Your instructions: Please output the records below in full, exactly as given, but without the images.

Dataset entries:
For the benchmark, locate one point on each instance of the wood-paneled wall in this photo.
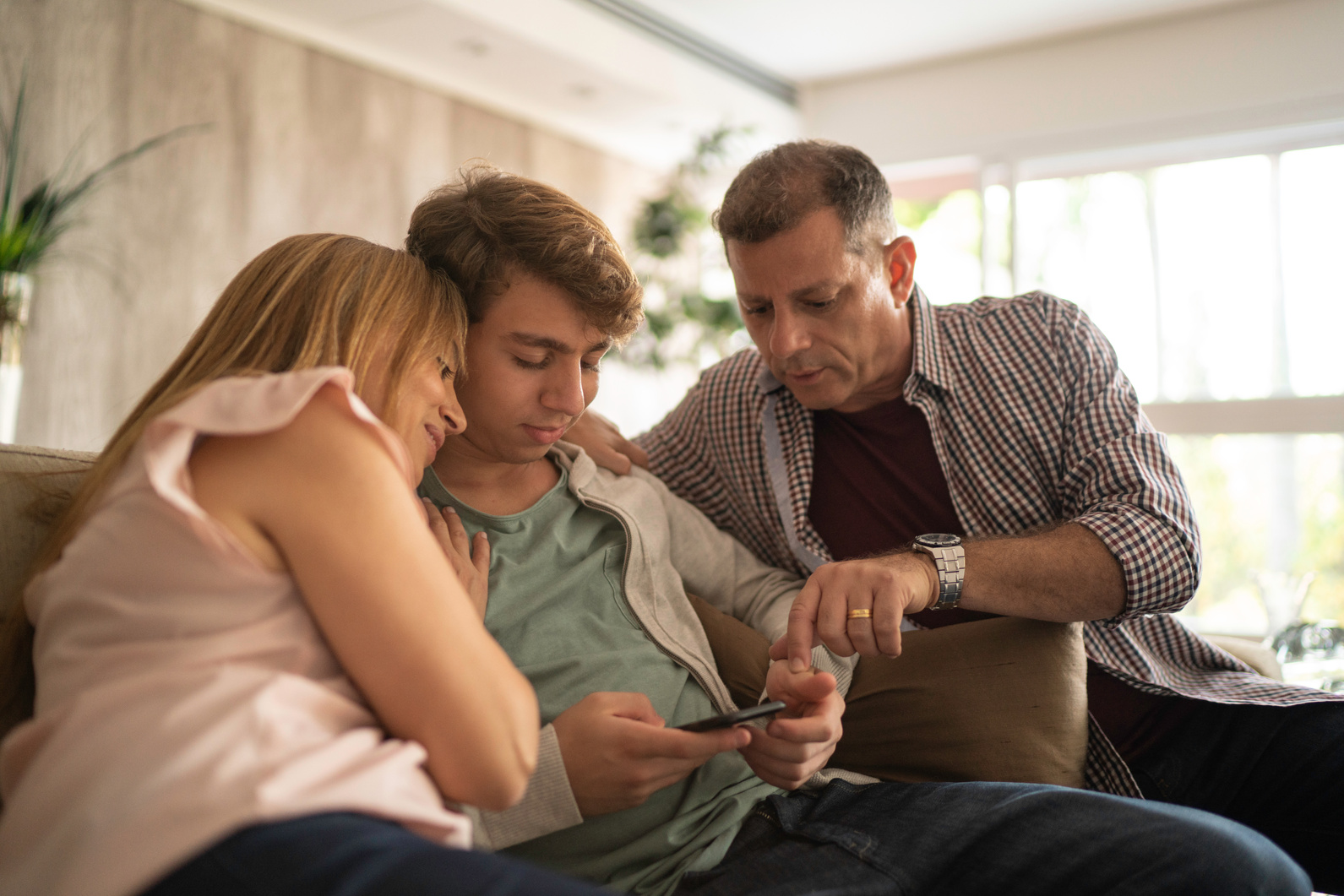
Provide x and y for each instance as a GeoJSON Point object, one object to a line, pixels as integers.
{"type": "Point", "coordinates": [300, 141]}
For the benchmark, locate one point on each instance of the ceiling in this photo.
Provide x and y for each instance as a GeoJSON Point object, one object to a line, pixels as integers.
{"type": "Point", "coordinates": [643, 79]}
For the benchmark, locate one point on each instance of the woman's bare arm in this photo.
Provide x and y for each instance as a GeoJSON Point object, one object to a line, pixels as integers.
{"type": "Point", "coordinates": [340, 518]}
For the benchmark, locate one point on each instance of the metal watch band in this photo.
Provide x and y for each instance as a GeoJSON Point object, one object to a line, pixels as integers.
{"type": "Point", "coordinates": [950, 563]}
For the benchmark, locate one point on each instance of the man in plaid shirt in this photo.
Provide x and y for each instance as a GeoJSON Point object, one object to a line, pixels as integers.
{"type": "Point", "coordinates": [868, 416]}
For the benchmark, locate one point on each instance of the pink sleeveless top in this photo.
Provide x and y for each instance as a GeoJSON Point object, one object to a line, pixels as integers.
{"type": "Point", "coordinates": [183, 689]}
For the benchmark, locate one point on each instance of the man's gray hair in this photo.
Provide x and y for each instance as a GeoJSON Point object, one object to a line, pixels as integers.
{"type": "Point", "coordinates": [782, 186]}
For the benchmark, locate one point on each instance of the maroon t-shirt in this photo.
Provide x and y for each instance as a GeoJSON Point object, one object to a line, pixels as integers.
{"type": "Point", "coordinates": [877, 484]}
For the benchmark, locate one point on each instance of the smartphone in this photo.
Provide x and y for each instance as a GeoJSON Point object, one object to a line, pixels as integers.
{"type": "Point", "coordinates": [730, 719]}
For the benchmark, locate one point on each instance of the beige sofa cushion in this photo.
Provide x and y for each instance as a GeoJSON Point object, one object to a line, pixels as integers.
{"type": "Point", "coordinates": [35, 486]}
{"type": "Point", "coordinates": [992, 700]}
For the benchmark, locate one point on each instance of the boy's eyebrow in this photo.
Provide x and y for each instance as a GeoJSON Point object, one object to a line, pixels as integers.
{"type": "Point", "coordinates": [536, 340]}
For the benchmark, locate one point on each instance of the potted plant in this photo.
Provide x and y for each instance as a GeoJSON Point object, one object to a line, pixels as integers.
{"type": "Point", "coordinates": [29, 227]}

Answer to the exercise:
For the benchmark, locate one point on each instance of the wood-paneled wall in this photo.
Provide x and y for each instance as a GeoJSON Point object, one object to a line, pixels as integers.
{"type": "Point", "coordinates": [300, 141]}
For the benchmark, locate one point on each instance of the ceiling in this photo.
Provide x and y for each instance as a GeoJSON Point object, one object to a line, pixels as integers.
{"type": "Point", "coordinates": [643, 79]}
For the benchmark, locate one point on each instance of the woman's bare arm in this photo.
Provide x and y for each instance as a GeoJSON Point object, one object to a line, pixels as integers.
{"type": "Point", "coordinates": [340, 518]}
For the benchmark, locate one point on each instance of the metal watch band in this photo.
Provide x and y for each instance as a GeoJSON Point object, one object to a line, pixels as integers.
{"type": "Point", "coordinates": [950, 563]}
For the benchmark, locate one point on each instance of the man in plaid shirt in this photo.
Provide x and y for each instance as a GeoJSON Point object, one object to a line, pixels as integers.
{"type": "Point", "coordinates": [868, 416]}
For the benchmark, locate one point on each instance of the pink sleeveless top in this photo.
Provide x and y for each instance as a GeoJSON Point object, one object to a line, pixels as integers.
{"type": "Point", "coordinates": [183, 689]}
For the benchmark, locate one point on each instance of the man's gray hair in this photo.
Provide x and y for each instance as a GeoJSON Point object, one object to a line, pixels as integers.
{"type": "Point", "coordinates": [782, 186]}
For the benchmark, locate one point on each instance of the maroon t-shirt in this photo.
Provide x and y for each instance as a GeoJSON Point object, one object to a line, pixels as integers.
{"type": "Point", "coordinates": [877, 484]}
For the benchmark, locate one point on each instance of the smartphone in this photo.
Provide x and y for each instance as a GeoJSON Point object, one object to a line, pixels as integers.
{"type": "Point", "coordinates": [730, 719]}
For the benchmark, locate one point on each instance of the beige sofa cushion in this photo.
Provide x and y for each instance as a GeoJSON Point object, one object to a line, pixels as integers.
{"type": "Point", "coordinates": [35, 486]}
{"type": "Point", "coordinates": [992, 700]}
For the benchmark, locate one point on each instance of the boy's eyebrow in this photo.
Provide x and y for each instance as a GeoJSON Point object, one object to a line, pixels as integers.
{"type": "Point", "coordinates": [536, 340]}
For the benchmark, locate one point on each instance of the potted plant in this photo.
Provide x and y for each instance as a GeoJSON Point object, one object to a line, pixels as integers.
{"type": "Point", "coordinates": [29, 227]}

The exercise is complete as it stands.